→ **Records to process**
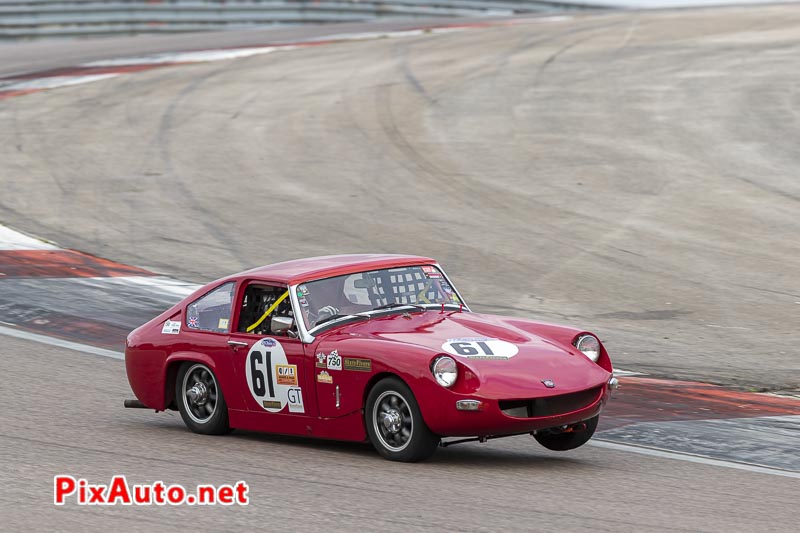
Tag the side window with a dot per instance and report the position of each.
(212, 312)
(259, 305)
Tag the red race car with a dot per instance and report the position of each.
(357, 347)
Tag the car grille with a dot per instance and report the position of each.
(551, 405)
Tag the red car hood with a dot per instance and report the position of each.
(538, 358)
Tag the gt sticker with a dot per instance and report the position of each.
(287, 374)
(295, 396)
(270, 377)
(171, 327)
(333, 361)
(480, 348)
(360, 365)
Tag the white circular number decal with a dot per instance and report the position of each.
(272, 380)
(480, 348)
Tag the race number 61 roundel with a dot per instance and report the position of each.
(273, 382)
(480, 348)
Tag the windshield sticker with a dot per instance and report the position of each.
(480, 348)
(431, 272)
(270, 377)
(171, 327)
(357, 364)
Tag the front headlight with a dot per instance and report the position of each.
(445, 370)
(589, 346)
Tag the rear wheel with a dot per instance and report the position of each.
(394, 423)
(200, 400)
(574, 436)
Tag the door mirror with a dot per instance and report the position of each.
(280, 324)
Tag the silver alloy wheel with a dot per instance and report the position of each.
(392, 421)
(199, 393)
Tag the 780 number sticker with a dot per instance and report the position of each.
(271, 379)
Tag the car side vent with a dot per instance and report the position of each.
(552, 405)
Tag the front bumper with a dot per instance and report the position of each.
(446, 419)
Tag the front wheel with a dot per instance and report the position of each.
(394, 423)
(200, 400)
(563, 439)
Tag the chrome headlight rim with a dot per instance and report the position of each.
(584, 345)
(445, 371)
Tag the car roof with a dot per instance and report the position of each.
(302, 270)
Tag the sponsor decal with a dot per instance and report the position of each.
(287, 374)
(480, 348)
(295, 396)
(171, 327)
(333, 361)
(358, 364)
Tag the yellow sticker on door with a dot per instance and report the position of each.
(287, 374)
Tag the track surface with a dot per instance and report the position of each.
(631, 173)
(504, 485)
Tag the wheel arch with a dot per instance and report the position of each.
(171, 366)
(374, 380)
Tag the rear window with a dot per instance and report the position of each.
(212, 312)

→ **Problem statement**
An exact copy of the records is required. Pictures do not belong in it.

→ **Exercise response**
Tag the side window with a dot per instance and report the position of each.
(212, 312)
(259, 305)
Tag the red race car with a dot per instance and report the position of each.
(357, 347)
Tag the car grille with a dot per instance and report the position of each.
(551, 405)
Tag the red car hood with a dot per instance and report the position of each.
(538, 358)
Tag the gt sticker with a dot per instance and report the position of each.
(287, 374)
(295, 396)
(270, 377)
(171, 327)
(333, 361)
(480, 348)
(360, 365)
Tag the white circular number decal with a dot per instance and report the position of each.
(272, 380)
(480, 348)
Tag the race number 61 roundel with a dot per instance and report the position of each.
(273, 382)
(480, 348)
Tag the windshield sticker with a dot per instance and report the position of each.
(480, 348)
(431, 272)
(270, 377)
(171, 327)
(357, 364)
Tag the front headlight with a dot per instance and report the position of each.
(445, 370)
(589, 346)
Tag the rear wheel with a dot per instance and report the position of each.
(394, 423)
(200, 400)
(574, 436)
Tag the door mirror with a dot per instance and report the position of each.
(280, 324)
Tag the silver alloy wheel with a dot per instance and report the position of each.
(392, 421)
(199, 393)
Tag the 780 number sticker with a dot per instance and report the position of each.
(271, 379)
Tag the car side vent with a dot per instance and report the position of each.
(552, 405)
Tag the front bumper with a dot per instance and report the position of each.
(446, 419)
Tag the front wheel with a dot per instance and report the position of each.
(394, 423)
(200, 400)
(563, 439)
Tag the chrome headlight rim with a dot per instance and report the position of each.
(584, 345)
(445, 371)
Tag the car roof with a dot per instance and report the position of each.
(302, 270)
Tag the sponsor decal with a dot per instance and report the position of each.
(287, 374)
(480, 348)
(295, 396)
(171, 327)
(333, 361)
(358, 364)
Tag the yellow sticker on door with a dot per instance and report the position of each.
(287, 374)
Tag the track surface with a dot per instance and report the position of each.
(631, 173)
(504, 485)
Tag the wheel arch with a dot per instance and report the position of each.
(171, 366)
(374, 380)
Tag the rear window with a dot per instance and report the position of each.
(212, 312)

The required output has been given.